» Directive: Lines from the one containing "of the small" through the end of the data are to be returned exactly, and no others.

## start

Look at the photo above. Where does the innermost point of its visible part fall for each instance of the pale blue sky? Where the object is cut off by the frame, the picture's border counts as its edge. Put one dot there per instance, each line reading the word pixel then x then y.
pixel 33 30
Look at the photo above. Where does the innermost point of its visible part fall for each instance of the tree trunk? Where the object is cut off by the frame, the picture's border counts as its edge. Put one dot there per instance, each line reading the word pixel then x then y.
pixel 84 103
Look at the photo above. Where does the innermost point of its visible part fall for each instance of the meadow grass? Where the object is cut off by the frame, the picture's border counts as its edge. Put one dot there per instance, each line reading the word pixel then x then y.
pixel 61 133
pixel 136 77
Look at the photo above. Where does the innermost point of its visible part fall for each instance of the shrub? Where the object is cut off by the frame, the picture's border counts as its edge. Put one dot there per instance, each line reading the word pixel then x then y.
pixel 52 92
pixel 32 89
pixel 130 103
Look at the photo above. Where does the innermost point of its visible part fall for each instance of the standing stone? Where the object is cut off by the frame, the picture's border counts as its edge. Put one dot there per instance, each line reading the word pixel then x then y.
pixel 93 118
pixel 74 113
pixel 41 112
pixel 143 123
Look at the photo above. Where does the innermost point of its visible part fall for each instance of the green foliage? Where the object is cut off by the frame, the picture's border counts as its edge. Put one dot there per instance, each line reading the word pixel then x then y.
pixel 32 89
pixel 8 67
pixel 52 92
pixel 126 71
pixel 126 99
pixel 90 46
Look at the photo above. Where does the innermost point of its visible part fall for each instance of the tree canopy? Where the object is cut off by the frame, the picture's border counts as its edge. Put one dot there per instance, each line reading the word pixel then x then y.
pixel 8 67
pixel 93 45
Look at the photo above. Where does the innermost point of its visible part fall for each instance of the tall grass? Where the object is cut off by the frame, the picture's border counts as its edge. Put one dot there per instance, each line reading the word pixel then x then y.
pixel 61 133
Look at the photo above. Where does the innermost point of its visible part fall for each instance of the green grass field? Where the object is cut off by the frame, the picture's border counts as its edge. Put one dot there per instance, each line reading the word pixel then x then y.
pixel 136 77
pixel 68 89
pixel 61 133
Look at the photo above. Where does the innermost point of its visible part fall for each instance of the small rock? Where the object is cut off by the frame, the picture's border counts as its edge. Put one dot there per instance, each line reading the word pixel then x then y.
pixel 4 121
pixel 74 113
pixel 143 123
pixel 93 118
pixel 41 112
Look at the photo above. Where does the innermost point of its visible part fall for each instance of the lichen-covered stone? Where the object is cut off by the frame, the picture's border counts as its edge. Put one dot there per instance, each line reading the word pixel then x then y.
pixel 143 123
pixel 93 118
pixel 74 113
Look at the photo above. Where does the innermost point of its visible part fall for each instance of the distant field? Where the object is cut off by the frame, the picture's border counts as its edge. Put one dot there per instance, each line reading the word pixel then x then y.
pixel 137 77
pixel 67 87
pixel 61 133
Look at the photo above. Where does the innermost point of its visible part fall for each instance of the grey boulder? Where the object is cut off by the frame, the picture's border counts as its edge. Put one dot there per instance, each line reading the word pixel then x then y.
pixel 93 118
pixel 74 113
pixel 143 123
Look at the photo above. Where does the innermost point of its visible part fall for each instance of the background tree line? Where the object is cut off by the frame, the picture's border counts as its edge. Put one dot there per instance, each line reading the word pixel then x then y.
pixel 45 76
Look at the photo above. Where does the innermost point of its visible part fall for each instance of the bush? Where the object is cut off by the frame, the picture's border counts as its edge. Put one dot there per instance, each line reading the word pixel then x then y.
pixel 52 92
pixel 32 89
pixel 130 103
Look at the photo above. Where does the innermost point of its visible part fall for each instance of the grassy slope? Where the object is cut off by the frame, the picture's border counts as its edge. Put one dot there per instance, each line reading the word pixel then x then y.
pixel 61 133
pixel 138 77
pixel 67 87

## end

» Task answer:
Look at the photo above. Where does the innermost point of its visible part fall for each instance of the small rock? Where the object is cut off by the frame, the picture's border counts as its edge. Put one dot there per instance, each line reading the word pixel then x then y.
pixel 4 121
pixel 74 113
pixel 143 123
pixel 93 118
pixel 41 112
Look at the photo above. Where does the innermost point of its visible part fall for each instance of the lichen-covered stone? Where the object is cut off by the frame, the picture's border counts as its edge. Put one dot there per instance, each line reading the word pixel then x then y.
pixel 143 123
pixel 93 118
pixel 74 113
Look at the photo above. Where does the innermost point of its visible part fall for each instance of the distant field? Where the object is cut off by the frame, the picture's border counts as its edge. Put one dot there per instance, each line reading the word pixel then x then y.
pixel 137 77
pixel 67 87
pixel 61 133
Look at the photo above. Where does the innermost point of its visible part fall for each instance of the grey boulder? Where the object is cut off by the frame, the picture's border counts as its edge. Put one dot there per instance, each line reading the word pixel then x then y.
pixel 93 118
pixel 74 113
pixel 143 123
Look at the photo above. Where does the innermost point of its visible part fall for each instance of the background tree line? Where the object is cut off by the frame, the picture's border counts as its edge. Put one dot there per instance, each line reading the word pixel then x then y.
pixel 45 76
Look at the photo above. Where does the innermost point of its visible part fall for each instance of the bush? Where the object is cut off by the frame, the picture's border counts as its edge. Put one dot there per instance, each line reading the word pixel then x then y.
pixel 52 92
pixel 32 89
pixel 130 103
Look at the photo above. Where does the innermost point of its visible part fall for each instance of the grassy slope? Where the object is cut off by the frame, the picture's border counts as its edge. Put one dot there per instance, each line reading the word pixel then x then y.
pixel 61 133
pixel 138 77
pixel 67 87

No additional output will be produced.